> _Dataset rows_:

— Begin —

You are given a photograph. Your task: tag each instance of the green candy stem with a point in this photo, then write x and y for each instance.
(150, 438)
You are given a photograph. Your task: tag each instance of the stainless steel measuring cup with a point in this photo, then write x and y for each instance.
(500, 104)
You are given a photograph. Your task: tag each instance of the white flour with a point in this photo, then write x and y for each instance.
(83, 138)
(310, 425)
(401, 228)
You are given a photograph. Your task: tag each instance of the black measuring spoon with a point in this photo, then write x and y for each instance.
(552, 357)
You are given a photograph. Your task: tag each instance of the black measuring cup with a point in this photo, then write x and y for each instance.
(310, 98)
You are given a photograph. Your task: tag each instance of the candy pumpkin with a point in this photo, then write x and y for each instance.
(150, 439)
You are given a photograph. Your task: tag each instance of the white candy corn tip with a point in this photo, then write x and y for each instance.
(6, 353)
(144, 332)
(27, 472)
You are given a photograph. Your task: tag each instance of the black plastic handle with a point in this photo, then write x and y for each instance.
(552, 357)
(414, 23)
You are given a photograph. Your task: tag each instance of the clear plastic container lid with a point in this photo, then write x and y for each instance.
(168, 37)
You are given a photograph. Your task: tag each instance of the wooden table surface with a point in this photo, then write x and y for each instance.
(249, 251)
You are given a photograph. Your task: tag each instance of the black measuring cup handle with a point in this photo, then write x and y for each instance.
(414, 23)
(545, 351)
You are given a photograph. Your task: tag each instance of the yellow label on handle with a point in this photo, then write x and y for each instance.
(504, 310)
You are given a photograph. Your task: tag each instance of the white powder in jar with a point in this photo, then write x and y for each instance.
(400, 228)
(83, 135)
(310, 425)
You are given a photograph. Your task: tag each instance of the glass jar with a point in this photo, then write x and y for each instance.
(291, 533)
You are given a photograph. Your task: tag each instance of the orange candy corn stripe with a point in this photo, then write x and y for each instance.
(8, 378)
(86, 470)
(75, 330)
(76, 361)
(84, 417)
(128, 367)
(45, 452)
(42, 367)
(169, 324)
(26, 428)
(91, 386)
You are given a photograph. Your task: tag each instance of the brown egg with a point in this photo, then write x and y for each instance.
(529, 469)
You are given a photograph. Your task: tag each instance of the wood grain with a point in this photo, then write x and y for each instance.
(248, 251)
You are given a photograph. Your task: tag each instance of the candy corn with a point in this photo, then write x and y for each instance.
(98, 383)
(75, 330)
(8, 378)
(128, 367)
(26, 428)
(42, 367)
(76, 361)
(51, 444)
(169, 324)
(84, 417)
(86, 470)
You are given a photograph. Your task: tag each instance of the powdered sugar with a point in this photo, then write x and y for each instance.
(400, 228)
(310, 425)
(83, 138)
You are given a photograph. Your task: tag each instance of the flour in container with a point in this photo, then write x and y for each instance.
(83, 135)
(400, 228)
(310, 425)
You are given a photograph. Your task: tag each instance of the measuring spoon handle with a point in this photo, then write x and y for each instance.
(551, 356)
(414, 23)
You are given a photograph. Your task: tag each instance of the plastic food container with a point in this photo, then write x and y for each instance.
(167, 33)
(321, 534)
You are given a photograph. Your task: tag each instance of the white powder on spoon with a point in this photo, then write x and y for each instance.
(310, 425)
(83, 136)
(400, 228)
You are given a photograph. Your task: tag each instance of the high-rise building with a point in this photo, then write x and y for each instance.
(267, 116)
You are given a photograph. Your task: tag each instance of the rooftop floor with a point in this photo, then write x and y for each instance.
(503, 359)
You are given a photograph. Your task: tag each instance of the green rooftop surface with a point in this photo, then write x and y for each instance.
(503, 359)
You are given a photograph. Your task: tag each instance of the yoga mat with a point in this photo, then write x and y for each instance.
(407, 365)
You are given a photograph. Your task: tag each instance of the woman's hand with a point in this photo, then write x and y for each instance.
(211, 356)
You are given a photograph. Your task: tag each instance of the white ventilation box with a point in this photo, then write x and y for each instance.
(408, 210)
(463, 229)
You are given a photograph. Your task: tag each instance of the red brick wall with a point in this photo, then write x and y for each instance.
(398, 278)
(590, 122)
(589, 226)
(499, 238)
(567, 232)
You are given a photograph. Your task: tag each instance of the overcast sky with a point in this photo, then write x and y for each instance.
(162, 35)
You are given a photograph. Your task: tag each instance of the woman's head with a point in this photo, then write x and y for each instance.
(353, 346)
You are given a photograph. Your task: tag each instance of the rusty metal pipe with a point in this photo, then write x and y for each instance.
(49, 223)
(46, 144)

— End —

> _Challenge_:
Start at the line that contains "the green rooftop" and go through the end of the entries. Write those lines out again, switching "woman's" to "person's" and leaving everything else unchanged.

> _Output of the task_:
You are given a photograph. Your task: tag each instance of the green rooftop surface with a point in this photo, then write x and y for each instance.
(503, 359)
You are given a photograph. Your task: tag each instance of the yoga mat with a point in this photo, then write x and y for each instance.
(407, 365)
You are given a photograph. Your task: tag each instance of the person's hand with a point in this photo, then write x and y for each instance.
(211, 356)
You are given a photograph. Your task: tag each instance of the white ventilation box with a point in this photo, then write x and y for each instance.
(408, 210)
(463, 229)
You are given a photograph. Your task: tag each instance of the red brick wall with a point in this photo, then write x and y for each instance.
(398, 278)
(590, 122)
(589, 226)
(499, 238)
(567, 232)
You are given a photograph. Your task: tag each instance of the overcast sky with a point in this photo, then write x and y for each instance.
(162, 35)
You are given a photograph. Your task: tag each instance of the person's head with a point in this photo, then write x and y for each instance.
(353, 346)
You are given a photograph. Your task: tag each instance of the rusty metal pipe with a point in this photo, then write x and y for each instance.
(49, 223)
(46, 144)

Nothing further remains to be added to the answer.